> [TEXT SEGMENT]
>> Why does Clojure not need retry or orElse when another implementer of
>> STM considers them essential?
> What are retry and orElse? What do they do?

I had hoped to get a reply from someone with experience of both, as
the quote suggests they are for blocking and choice (The article was
the first time I'd seen STM so am absolutely not an expert)

>From the Haskell docs:
retry :: STM a
Retry execution of the current memory transaction because it has seen
values in TVars which mean that it should not continue (e.g. the TVars
represent a shared buffer that is now empty). The implementation may
block the thread until one of the TVars that it has read from has been
udpated. (GHC only)
(this is what made me think of watchers in clojure,
http://clojure.github.com/clojure/clojure.core-api.html#clojure.core/add-watch)

orElse :: STM a -> STM a -> STM a
Compose two alternative STM actions (GHC only). If the first action
completes without retrying then it forms the result of the orElse.
Otherwise, if the first action retries, then the second action is
tried in its place. If both actions retry then the orElse as a whole
retries.

> [DATASET ROWS]
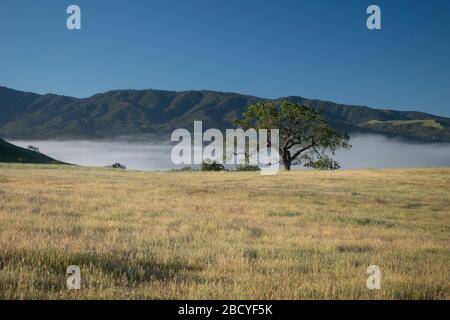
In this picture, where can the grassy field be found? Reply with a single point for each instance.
(174, 235)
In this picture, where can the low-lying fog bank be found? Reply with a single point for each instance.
(369, 151)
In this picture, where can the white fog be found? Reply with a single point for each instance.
(369, 151)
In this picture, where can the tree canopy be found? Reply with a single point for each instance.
(305, 136)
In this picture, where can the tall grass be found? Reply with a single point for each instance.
(223, 235)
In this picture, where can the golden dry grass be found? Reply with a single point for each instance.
(297, 235)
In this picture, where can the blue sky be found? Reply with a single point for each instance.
(316, 49)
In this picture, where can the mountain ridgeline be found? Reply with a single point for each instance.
(12, 153)
(27, 115)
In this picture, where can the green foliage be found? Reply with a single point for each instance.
(12, 153)
(127, 112)
(305, 136)
(212, 166)
(323, 163)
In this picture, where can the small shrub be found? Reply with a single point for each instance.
(324, 163)
(248, 168)
(212, 166)
(117, 166)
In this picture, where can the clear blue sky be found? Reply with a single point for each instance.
(316, 49)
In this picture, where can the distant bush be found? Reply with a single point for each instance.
(212, 166)
(184, 169)
(248, 168)
(117, 166)
(33, 148)
(324, 163)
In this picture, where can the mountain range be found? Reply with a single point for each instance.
(26, 115)
(12, 153)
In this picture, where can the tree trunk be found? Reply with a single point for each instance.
(287, 165)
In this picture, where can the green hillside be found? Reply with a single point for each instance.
(129, 112)
(12, 153)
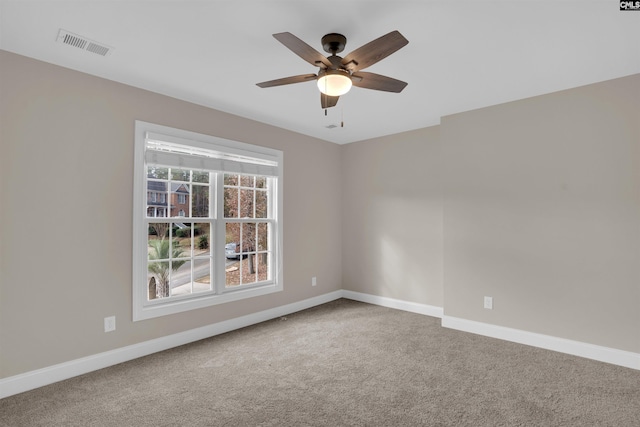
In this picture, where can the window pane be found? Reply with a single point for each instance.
(158, 275)
(261, 204)
(232, 273)
(202, 239)
(156, 172)
(200, 201)
(230, 179)
(179, 199)
(152, 285)
(200, 177)
(156, 199)
(180, 174)
(231, 203)
(182, 240)
(263, 266)
(232, 233)
(180, 277)
(249, 270)
(156, 232)
(263, 237)
(248, 237)
(246, 203)
(201, 275)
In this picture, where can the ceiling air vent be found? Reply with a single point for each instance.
(83, 43)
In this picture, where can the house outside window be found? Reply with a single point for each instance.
(221, 193)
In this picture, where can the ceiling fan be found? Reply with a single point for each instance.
(336, 74)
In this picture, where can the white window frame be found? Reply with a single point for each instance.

> [WHAT TO WORK ON]
• a. Using the post about retry and orElse, mark each statement yes or no, and quote the words from the post that decide it: (i) The writer says the article was their first encounter with STM. (ii) According to the Haskell docs quoted there, if the first action in an orElse retries, the orElse as a whole retries right away. (iii) The quoted description of retry says the implementation may block the thread.
• b. Extend the post about retry and orElse, picking up after its final sentence.
The lines are separate material from the post about retry and orElse.

> [TASK ANSWERS]
• a.
(i) Yes: "The article was the first time I'd seen STM"
(ii) No: "Otherwise, if the first action retries, then the second action is tried in its place."
(iii) Yes: "The implementation may block the thread"

• b.
> "Santa repeatedly sleeps until wakened by either all of his nine
> reindeer, back from their holidays, or by a group of three of his ten
> elves. If awakened by the reindeer, he harnesses each of them to his
> sleigh, delivers toys with them and finally unharnesses them (allowing
> them to go off on holiday). If awakened by a group of elves, he shows
> each of the group into his study, consults with them on toy R&D and
> finally shows them each out (allowing them to go back to work). Santa
> should give priority to the reindeer in the case that there is both a
> group of elves and a group of reindeer waiting."

I think it's a shame he wrote the article around Christmas and chose a
less well known problem, I have looked at several Clojure Barbershop
Problem solutions so have a better idea now what an idiomatic solution
to this sort of problem might be.

Cheers Phil,
Tom

-- 
-- 
You received this message because you are subscribed to the Google
Groups "Clojure" group.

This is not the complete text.